EXERCISE MATERIALS ::

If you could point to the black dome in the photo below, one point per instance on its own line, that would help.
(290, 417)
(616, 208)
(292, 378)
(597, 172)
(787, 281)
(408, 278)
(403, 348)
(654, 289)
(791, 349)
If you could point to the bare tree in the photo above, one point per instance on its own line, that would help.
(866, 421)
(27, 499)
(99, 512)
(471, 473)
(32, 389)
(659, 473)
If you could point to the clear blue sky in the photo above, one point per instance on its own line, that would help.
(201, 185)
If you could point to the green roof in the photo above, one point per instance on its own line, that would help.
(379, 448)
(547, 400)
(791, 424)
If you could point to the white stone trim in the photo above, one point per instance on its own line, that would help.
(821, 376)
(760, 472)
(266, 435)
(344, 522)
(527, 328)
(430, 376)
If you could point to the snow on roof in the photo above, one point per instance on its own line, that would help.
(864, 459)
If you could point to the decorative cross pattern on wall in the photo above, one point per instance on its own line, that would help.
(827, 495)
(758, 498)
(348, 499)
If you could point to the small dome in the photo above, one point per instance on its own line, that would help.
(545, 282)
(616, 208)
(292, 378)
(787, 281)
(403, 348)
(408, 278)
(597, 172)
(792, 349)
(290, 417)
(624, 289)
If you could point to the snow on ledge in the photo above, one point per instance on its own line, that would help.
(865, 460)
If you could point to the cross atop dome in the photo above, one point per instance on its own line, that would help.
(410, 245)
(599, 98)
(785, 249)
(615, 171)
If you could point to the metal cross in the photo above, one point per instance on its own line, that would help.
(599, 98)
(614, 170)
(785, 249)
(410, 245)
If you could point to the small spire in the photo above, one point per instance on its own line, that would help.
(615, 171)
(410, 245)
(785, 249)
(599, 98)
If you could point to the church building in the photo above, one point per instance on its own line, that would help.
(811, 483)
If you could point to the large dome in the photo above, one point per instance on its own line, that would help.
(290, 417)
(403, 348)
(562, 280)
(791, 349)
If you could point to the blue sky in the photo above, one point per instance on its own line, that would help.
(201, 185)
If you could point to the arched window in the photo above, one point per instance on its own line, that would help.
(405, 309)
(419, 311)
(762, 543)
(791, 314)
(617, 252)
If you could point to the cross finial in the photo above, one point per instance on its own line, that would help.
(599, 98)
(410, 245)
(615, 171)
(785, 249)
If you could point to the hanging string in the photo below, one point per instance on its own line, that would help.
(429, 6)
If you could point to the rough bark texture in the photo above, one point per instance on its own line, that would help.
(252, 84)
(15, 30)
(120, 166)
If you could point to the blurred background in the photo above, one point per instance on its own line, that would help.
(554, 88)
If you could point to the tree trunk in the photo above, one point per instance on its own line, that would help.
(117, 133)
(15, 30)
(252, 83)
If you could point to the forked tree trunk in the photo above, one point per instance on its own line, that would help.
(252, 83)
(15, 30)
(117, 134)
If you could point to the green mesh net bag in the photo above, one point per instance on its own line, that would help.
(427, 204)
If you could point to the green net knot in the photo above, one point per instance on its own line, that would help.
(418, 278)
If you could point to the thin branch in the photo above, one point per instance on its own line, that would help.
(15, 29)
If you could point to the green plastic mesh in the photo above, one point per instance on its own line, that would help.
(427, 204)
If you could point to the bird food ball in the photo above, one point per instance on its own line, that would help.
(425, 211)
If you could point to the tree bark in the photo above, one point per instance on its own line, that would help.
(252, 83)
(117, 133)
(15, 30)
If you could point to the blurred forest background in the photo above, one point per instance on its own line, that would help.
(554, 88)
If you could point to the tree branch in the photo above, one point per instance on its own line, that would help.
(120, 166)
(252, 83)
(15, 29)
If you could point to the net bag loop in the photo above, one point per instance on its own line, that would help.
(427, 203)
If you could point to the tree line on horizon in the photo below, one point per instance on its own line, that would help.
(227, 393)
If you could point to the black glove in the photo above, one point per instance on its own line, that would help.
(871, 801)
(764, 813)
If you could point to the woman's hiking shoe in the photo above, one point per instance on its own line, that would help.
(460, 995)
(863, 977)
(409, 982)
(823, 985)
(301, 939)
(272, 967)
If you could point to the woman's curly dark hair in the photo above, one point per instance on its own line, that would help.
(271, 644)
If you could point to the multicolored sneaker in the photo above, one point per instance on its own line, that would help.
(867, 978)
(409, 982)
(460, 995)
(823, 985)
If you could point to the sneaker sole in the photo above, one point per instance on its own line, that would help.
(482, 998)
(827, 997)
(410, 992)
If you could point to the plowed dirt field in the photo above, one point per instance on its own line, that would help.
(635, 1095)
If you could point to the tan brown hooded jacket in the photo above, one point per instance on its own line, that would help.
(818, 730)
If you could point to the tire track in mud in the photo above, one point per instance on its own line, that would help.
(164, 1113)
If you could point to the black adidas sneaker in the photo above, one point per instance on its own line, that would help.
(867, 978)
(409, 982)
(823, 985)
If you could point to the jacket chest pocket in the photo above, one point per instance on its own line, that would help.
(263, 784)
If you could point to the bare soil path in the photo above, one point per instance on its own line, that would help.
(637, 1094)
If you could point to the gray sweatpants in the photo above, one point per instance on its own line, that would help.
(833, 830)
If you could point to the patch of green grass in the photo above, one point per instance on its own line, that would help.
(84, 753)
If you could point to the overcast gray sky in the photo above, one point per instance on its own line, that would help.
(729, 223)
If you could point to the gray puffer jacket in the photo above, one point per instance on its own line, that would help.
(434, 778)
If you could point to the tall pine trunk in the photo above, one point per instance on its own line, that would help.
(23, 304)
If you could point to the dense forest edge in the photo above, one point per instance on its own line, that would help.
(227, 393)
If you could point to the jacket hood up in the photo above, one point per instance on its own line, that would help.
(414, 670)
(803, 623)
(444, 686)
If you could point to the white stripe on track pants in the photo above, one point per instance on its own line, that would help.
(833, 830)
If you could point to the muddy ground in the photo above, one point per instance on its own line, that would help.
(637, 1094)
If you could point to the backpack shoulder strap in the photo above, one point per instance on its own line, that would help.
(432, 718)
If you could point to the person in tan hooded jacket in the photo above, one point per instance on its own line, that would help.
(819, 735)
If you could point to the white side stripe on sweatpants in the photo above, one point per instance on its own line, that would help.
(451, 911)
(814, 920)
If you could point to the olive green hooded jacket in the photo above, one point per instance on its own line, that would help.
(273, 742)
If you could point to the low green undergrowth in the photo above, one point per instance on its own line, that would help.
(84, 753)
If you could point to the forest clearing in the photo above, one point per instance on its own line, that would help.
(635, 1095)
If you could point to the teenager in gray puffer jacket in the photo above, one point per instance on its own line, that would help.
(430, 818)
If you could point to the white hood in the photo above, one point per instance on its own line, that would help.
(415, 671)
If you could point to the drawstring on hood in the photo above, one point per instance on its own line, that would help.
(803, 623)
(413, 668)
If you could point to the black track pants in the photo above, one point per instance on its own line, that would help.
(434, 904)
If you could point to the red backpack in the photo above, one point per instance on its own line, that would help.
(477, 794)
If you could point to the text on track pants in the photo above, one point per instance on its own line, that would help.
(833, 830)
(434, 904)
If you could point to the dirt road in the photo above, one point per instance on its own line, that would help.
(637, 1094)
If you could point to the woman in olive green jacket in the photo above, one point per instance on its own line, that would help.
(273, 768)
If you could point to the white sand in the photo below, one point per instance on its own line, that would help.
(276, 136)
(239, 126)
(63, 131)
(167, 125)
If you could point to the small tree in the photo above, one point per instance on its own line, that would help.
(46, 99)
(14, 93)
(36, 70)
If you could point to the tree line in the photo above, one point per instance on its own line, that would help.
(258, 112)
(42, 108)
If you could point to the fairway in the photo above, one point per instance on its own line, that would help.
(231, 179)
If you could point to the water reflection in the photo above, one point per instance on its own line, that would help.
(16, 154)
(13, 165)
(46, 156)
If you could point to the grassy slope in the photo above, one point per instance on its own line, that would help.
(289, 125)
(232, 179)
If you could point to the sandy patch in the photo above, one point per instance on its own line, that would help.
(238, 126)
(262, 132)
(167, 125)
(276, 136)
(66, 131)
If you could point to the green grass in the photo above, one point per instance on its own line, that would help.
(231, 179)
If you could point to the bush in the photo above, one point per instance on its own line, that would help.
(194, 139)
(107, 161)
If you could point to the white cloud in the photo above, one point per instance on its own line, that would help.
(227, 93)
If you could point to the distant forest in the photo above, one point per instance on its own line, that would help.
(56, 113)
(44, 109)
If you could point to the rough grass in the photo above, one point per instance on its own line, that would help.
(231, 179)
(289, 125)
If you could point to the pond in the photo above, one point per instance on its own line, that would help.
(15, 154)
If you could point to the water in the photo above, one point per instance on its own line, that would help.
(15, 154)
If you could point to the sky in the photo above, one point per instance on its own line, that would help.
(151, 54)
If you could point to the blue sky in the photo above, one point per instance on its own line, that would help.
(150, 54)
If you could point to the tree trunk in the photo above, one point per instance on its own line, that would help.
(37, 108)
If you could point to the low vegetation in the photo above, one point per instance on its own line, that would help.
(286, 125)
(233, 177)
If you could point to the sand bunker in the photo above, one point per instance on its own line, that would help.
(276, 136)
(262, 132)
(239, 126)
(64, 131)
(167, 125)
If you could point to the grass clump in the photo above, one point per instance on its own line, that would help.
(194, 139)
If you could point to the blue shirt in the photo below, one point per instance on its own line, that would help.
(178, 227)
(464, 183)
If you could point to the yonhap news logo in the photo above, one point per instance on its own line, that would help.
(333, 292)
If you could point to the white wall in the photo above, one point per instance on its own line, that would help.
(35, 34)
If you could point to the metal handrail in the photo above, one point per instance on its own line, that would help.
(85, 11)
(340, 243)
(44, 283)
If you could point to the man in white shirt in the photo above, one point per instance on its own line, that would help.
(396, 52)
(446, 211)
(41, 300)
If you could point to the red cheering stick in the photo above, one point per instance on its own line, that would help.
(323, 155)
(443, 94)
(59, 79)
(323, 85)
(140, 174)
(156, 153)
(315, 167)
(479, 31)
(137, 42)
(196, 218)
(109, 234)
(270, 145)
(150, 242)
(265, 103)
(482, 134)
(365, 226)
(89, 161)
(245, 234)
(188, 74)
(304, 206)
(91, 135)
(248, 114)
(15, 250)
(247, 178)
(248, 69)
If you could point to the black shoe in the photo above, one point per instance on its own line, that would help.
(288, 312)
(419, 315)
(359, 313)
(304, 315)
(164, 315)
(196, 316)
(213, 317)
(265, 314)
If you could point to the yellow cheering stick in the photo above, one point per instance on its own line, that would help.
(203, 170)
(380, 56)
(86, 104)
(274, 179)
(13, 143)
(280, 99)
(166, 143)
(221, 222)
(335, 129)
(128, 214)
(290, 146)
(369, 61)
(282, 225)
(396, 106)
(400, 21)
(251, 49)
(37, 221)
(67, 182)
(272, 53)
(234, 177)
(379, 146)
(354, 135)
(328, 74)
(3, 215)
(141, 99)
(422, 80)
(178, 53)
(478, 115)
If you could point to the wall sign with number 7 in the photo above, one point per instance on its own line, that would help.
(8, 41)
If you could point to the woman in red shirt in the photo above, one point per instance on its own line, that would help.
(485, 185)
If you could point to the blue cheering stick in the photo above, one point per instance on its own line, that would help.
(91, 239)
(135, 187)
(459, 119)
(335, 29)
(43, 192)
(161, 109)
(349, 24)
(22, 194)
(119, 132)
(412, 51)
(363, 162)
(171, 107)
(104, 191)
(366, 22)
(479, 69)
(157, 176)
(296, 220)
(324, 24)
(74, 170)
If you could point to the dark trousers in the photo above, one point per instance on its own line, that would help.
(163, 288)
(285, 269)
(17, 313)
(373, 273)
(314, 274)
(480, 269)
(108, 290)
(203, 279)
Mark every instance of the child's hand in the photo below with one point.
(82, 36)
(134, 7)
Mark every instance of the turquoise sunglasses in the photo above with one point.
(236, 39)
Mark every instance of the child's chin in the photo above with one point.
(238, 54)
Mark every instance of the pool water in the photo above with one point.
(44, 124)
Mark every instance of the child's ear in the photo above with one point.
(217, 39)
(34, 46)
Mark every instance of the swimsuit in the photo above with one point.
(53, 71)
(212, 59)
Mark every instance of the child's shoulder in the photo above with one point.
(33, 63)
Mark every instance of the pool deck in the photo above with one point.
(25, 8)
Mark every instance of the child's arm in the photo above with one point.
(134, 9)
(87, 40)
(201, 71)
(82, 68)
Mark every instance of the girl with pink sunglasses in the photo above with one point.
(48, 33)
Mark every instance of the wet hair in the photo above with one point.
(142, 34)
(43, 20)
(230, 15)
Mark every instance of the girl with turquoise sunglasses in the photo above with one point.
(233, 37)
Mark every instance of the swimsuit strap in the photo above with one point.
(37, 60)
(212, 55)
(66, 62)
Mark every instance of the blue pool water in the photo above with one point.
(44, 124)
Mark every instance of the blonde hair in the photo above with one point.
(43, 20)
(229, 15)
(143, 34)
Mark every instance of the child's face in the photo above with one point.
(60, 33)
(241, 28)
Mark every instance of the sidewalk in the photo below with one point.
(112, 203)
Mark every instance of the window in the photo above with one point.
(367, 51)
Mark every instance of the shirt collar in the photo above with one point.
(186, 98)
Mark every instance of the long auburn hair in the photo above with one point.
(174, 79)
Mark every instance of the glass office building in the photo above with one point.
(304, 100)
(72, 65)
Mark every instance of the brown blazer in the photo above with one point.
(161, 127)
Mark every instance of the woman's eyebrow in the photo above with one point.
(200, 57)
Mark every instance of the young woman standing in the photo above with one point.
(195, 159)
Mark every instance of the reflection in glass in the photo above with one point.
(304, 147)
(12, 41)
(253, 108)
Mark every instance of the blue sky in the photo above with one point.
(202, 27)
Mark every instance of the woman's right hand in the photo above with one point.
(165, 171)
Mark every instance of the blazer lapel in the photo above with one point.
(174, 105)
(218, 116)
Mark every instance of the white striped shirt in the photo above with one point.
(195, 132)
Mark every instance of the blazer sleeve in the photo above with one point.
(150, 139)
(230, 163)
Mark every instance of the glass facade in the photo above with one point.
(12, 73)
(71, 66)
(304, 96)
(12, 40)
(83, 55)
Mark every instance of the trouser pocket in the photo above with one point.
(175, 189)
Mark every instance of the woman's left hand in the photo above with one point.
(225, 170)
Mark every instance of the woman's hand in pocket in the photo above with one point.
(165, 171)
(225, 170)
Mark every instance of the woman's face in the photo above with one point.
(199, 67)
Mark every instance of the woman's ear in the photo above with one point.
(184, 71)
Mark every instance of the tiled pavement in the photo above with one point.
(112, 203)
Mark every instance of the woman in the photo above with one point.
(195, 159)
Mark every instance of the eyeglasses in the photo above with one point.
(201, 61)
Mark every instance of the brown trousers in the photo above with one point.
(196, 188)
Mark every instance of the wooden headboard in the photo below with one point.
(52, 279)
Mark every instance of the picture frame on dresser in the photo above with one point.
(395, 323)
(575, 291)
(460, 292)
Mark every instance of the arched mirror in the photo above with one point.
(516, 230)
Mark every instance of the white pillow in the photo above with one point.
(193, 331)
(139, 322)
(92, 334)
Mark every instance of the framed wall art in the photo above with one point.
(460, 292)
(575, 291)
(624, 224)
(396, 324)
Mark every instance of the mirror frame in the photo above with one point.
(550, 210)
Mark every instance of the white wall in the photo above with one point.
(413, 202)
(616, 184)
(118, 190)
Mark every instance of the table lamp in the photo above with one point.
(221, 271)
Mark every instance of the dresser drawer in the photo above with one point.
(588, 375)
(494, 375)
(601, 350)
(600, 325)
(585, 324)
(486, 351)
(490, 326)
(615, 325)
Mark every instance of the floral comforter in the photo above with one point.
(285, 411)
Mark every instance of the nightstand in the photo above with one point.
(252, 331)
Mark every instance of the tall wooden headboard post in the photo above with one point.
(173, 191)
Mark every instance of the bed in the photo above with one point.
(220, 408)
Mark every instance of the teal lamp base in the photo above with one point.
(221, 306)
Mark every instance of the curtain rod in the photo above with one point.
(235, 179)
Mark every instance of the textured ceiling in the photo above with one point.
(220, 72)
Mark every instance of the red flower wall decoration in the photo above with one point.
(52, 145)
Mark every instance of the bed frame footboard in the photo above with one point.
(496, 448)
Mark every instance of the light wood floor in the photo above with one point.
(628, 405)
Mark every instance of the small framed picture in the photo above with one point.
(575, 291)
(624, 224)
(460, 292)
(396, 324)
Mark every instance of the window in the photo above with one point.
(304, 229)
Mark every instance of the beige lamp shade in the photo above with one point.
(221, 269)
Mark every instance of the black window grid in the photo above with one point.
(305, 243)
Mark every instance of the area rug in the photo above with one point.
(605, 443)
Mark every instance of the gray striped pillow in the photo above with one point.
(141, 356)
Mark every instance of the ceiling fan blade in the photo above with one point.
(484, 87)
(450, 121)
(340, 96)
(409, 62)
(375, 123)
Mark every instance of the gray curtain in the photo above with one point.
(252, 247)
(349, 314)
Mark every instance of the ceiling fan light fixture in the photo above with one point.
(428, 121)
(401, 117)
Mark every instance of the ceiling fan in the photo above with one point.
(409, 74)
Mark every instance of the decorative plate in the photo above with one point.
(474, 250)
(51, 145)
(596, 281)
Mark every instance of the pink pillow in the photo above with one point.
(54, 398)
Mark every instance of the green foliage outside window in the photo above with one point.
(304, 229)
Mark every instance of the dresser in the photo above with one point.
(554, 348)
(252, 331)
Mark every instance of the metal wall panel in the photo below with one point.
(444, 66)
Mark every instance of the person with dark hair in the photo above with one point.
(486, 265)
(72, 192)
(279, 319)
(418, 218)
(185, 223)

WHAT THE TASK ASKS :: Give the listing again from the line containing "Mark every instance of the decorative" through the end of the listing, changing "dresser" to "wardrobe" and leaving everything else unchanged.

ANSWER TO THIS TASK ::
Mark every instance of the decorative plate in the photo above with one point.
(474, 250)
(51, 145)
(596, 281)
Mark every instance of the pink pillow in the photo above with one point.
(54, 398)
Mark every instance of the green foliage outside window in the photo above with one point.
(304, 229)
Mark every instance of the wardrobe in the photo above with one point.
(554, 348)
(252, 331)
Mark every instance of the metal wall panel in the photo below with one point.
(444, 66)
Mark every instance of the person with dark hair in the photo above with one point.
(486, 265)
(72, 192)
(279, 319)
(418, 218)
(185, 223)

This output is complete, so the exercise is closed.